Testo fornito:
La Forma dell’Acqua

il

la forma dell'acqua (2)

17 febbraio

C’era una volta un tempo e un luogo dove si combatteva una guerra fredda.
Le guardie dicevano a tutti che per vincere bisognava avere paura, allora c’era chi aveva paura di quelli neri, chi di quelli rossi, chi di quelli che volevano bene a chi gli pareva.
Gli altri abitanti di questo luogo, quelli che non erano delle guardie, dovevano nascondere i loro cuori per non farsi scoprire. Chi poteva scappava nei cinema, nelle canzoni, nei gatti e nei disegni.
Tra di loro c’era Elisa, che non poteva parlare e che faceva le pulizie in un posto segreto. Elisa non aveva la voce, ma aveva grandi occhi vispi, e comunque se c’era bisogno ci pensava la sua amica Zelda a chiarirsi per tutt’e due. Zelda capiva bene come funzionava quel mondo, e usava un’arguzia vivace per ripararsi da un amore così così e da quelli che non gradivano il suo colore.
Un buon amico per Elisa era anche il suo vicino di casa, un signore che si chiamava Giles, che avrebbe tanto voluto vivere in un luogo più favorevole ai suoi sentimenti e ai suoi acquerelli, in un tempo meno sgarbato e meno cattivo.
Un giorno le guardie, che cercavano sempre delle nuove armi per vincere la guerra, trovarono un essere così strano e così bello che non sapevano se fosse più uomo o più pesce, allora lo portarono nel posto segreto per studiarlo con le bastonate.
Quando Elisa incontrò quel mistero marino ne restò incantata, e decise che nessuna guerra poteva essere vinta al costo di una tale meraviglia…

La Forma dell’Acqua è una fiaba semplice ritratta in modo incantevole. Per i primi venti minuti si resta a bocca aperta, sembra Amélie girato da Tim Burton. Invece è Guillermo Del Toro, e infatti appena la magia fa effetto, comincia a mischiarsi con elementi più concreti e dettagli più crudi, mentre poco a poco certi dialoghi svelano indizi sulla poetica dell’autore. Si citano i miti di Tantalo e di Sansone. Il primo riflette l’eterno protendersi verso un desiderio irraggiungibile, il secondo ammonisce sulle seducenti lusinghe in grado di piegare anche il forte e austero eroe ebraico.
Il regista accomoda la sdraio nei primi anni ‘Sessanta, su quel bagnasciuga tra quello che è stato e quel che verrà, mentre un mondo regolato da belve borghesi pronte a scannarsi cede sotto la pressione di pulsioni, pubbliche e private, sempre più impetuose, impossibili da contenere.

L'esercizio: Prosegui la recensione del film La forma dell'acqua riprendendo subito dopo la sua ultima frase.

Record di una raccolta dati
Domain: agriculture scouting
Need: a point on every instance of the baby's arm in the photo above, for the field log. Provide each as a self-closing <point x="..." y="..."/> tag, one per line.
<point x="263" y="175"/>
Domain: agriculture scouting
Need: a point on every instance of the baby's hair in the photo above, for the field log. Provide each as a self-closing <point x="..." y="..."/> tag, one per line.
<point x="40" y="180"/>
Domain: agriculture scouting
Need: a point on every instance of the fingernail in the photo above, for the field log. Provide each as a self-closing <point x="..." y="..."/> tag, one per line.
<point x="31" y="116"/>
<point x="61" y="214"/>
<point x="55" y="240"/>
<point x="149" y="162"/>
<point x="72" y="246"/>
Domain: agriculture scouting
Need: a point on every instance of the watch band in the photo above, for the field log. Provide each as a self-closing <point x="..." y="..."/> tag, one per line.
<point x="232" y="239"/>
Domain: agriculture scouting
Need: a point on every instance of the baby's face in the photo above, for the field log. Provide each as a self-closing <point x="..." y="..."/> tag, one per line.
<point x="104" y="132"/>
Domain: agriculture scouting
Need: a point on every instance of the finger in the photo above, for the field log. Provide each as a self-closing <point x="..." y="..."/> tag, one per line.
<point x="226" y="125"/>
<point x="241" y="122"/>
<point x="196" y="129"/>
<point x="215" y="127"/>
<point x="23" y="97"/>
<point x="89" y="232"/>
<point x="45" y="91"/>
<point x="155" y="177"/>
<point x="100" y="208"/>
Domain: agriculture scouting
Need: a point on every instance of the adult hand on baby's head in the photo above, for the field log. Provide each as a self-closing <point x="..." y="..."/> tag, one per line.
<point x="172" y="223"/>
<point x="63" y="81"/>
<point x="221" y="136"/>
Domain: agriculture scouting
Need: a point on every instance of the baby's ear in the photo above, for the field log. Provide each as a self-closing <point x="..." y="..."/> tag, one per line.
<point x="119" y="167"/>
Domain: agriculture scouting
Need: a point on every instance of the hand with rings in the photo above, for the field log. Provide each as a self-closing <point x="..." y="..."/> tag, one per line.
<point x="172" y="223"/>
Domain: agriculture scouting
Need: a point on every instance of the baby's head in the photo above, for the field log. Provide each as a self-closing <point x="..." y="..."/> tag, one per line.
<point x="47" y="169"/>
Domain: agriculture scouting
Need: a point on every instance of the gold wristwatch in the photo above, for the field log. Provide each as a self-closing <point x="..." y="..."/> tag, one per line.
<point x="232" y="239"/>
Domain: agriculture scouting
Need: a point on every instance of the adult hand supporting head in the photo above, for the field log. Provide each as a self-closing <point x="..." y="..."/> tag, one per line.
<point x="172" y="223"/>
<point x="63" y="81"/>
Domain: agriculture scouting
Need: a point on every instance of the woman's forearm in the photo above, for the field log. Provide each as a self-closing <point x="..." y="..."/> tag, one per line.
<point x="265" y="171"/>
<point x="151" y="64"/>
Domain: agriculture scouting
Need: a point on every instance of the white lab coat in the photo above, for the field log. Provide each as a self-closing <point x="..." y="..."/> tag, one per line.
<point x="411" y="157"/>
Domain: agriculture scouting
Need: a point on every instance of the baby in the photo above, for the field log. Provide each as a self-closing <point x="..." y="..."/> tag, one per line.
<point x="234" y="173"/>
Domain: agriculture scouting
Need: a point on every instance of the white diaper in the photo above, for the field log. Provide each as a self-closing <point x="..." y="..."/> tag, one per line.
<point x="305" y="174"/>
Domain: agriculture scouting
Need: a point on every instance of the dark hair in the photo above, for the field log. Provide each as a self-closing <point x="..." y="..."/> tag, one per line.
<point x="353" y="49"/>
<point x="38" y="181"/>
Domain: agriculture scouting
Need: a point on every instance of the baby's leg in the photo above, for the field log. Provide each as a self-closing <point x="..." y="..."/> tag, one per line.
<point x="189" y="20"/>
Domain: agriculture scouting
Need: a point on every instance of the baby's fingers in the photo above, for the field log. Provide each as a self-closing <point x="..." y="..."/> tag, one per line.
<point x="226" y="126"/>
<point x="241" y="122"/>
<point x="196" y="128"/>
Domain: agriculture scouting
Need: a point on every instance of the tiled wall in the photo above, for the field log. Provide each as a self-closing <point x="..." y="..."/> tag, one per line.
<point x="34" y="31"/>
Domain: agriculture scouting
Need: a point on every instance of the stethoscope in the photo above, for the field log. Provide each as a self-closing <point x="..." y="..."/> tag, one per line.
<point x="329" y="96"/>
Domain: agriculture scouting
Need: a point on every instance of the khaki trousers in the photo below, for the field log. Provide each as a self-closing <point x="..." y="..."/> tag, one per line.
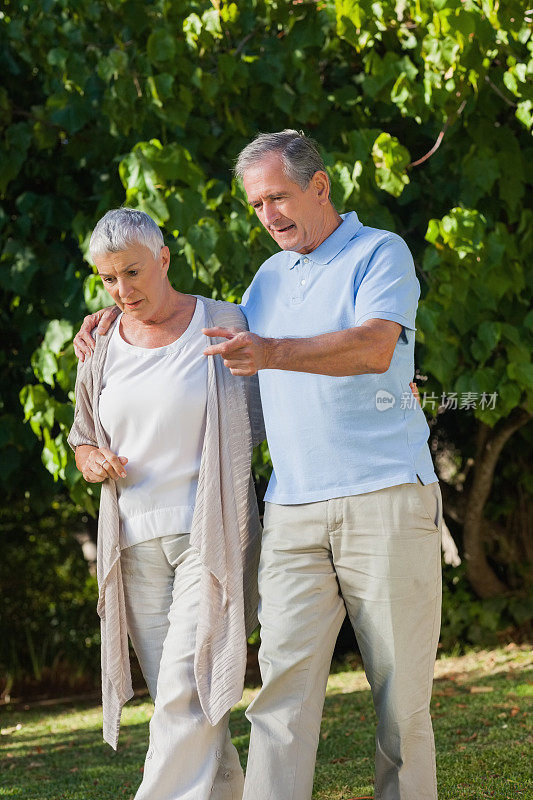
<point x="187" y="759"/>
<point x="376" y="556"/>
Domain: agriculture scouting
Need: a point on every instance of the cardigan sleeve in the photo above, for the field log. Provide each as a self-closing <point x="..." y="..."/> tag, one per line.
<point x="255" y="411"/>
<point x="83" y="429"/>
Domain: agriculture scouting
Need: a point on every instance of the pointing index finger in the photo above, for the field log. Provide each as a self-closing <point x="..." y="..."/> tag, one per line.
<point x="218" y="333"/>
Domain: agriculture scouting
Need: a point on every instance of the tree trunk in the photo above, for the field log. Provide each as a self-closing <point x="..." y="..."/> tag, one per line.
<point x="490" y="444"/>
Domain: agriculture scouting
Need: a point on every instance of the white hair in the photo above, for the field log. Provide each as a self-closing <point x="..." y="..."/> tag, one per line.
<point x="298" y="153"/>
<point x="122" y="227"/>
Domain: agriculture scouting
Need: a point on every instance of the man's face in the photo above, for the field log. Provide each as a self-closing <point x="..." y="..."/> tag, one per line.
<point x="294" y="218"/>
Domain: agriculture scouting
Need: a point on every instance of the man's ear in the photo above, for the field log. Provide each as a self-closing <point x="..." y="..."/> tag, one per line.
<point x="321" y="185"/>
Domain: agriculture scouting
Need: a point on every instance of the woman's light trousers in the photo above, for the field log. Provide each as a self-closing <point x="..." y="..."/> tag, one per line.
<point x="187" y="758"/>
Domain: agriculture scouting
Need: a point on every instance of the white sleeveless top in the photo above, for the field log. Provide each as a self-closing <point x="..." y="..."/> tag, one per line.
<point x="153" y="409"/>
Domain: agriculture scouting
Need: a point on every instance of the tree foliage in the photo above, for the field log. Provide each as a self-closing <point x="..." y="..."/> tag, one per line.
<point x="423" y="111"/>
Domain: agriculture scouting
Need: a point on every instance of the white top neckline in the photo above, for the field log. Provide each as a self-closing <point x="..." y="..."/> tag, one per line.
<point x="166" y="349"/>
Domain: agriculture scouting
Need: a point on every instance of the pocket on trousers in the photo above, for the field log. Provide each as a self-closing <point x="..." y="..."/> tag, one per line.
<point x="430" y="502"/>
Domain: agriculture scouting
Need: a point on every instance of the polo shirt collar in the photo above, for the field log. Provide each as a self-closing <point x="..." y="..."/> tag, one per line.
<point x="332" y="246"/>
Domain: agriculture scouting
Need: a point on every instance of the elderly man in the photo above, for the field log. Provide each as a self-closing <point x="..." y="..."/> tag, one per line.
<point x="353" y="509"/>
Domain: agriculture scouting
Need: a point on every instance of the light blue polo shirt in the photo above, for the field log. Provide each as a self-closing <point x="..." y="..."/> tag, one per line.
<point x="333" y="437"/>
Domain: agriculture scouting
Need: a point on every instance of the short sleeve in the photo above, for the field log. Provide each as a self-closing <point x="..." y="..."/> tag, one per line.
<point x="389" y="288"/>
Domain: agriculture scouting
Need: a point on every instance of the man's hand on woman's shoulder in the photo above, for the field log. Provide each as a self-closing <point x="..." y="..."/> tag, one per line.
<point x="101" y="320"/>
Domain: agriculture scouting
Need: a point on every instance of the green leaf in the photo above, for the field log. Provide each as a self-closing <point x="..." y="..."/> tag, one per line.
<point x="391" y="160"/>
<point x="161" y="46"/>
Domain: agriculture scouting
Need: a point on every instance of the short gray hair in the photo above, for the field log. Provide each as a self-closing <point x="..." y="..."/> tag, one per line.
<point x="299" y="154"/>
<point x="122" y="227"/>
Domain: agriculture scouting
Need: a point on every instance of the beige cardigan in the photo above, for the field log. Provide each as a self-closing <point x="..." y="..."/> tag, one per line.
<point x="225" y="530"/>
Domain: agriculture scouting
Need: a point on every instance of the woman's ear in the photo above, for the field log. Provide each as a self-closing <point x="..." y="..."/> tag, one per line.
<point x="165" y="259"/>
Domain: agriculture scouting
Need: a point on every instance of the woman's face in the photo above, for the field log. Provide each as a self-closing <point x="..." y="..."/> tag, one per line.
<point x="136" y="280"/>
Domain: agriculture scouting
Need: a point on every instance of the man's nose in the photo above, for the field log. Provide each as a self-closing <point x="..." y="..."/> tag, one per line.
<point x="270" y="213"/>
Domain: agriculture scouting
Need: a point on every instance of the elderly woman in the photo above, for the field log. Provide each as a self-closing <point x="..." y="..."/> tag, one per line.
<point x="169" y="435"/>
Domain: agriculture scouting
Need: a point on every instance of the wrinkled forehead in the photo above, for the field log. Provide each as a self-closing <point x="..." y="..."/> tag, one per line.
<point x="134" y="253"/>
<point x="267" y="177"/>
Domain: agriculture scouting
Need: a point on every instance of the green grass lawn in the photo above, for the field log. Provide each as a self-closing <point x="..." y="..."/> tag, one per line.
<point x="482" y="720"/>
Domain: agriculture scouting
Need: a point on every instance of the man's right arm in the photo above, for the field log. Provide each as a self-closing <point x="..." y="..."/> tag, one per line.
<point x="101" y="320"/>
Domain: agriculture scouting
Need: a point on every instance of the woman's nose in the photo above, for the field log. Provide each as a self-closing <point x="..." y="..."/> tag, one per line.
<point x="124" y="289"/>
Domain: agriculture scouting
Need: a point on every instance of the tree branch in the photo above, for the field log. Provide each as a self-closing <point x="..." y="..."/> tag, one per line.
<point x="440" y="137"/>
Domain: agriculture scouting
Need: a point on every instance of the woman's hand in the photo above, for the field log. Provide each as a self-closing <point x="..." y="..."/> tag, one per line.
<point x="96" y="464"/>
<point x="83" y="341"/>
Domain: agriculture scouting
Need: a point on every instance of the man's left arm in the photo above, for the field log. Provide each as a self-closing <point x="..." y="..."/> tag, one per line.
<point x="385" y="302"/>
<point x="355" y="351"/>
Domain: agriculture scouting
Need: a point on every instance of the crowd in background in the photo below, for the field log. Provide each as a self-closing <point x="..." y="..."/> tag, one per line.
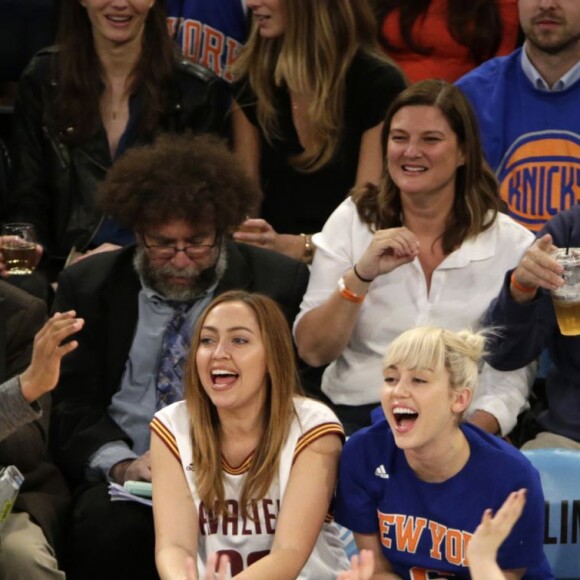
<point x="267" y="226"/>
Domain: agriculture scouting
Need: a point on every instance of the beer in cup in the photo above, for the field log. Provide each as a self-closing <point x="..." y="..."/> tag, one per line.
<point x="18" y="247"/>
<point x="567" y="298"/>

Risultato del compito:
La psicanalisi ha codificato l’acqua e il mare come simboli dell’inconscio, sede segreta dei desideri più nascosti e sinceri. È nell’acqua che Elisa ama e si ama. È dall’acqua che il taumaturgo arriva per guarire ogni male.
L’elemento acquatico, dapprincipio costretto in vasche piscine e bidoni, con l’avanzare della storia scorre inarrestabile, straborda, invade le stanze e i laboratori e i cinema, fino al temporale che riempie ogni spazio, dalla terra al cielo.
La forma dell’acqua è la forma del mondo, di tutto quello che c’è e ci potrebbe essere.
Superando una superficie liquida si entra nell’acquario di Guillermo Del Toro, un serbatoio ricco di cose bellissime da vedere e da ascoltare: assecondando movimenti di macchina ovviamente fluidi, alla scoperta di fondali verdi e blu, dove ogni dettaglio si sposa col suo prossimo, perdendosi in scenografie pittoriche che fanno pendant coi costumi indossati da un cast distinto dai lineamenti curiosi al limite della caricatura, privo di volti ambigui o sgradevoli, in cui ognuno resta piacevole a modo suo. Un’armonia che ruba l’occhio e che insieme a una colonna sonora nostalgica sospinge gli spettatori fra le onde, convinti e persuasi che sì, il naufragar è dolce in questo mare.
Ma le pareti di cristallo di questo mondo fantastico sono i bastioni che lo difendono e le sponde che lo confinano. Il limite di questo film è infatti quello di non riuscire a essere universale.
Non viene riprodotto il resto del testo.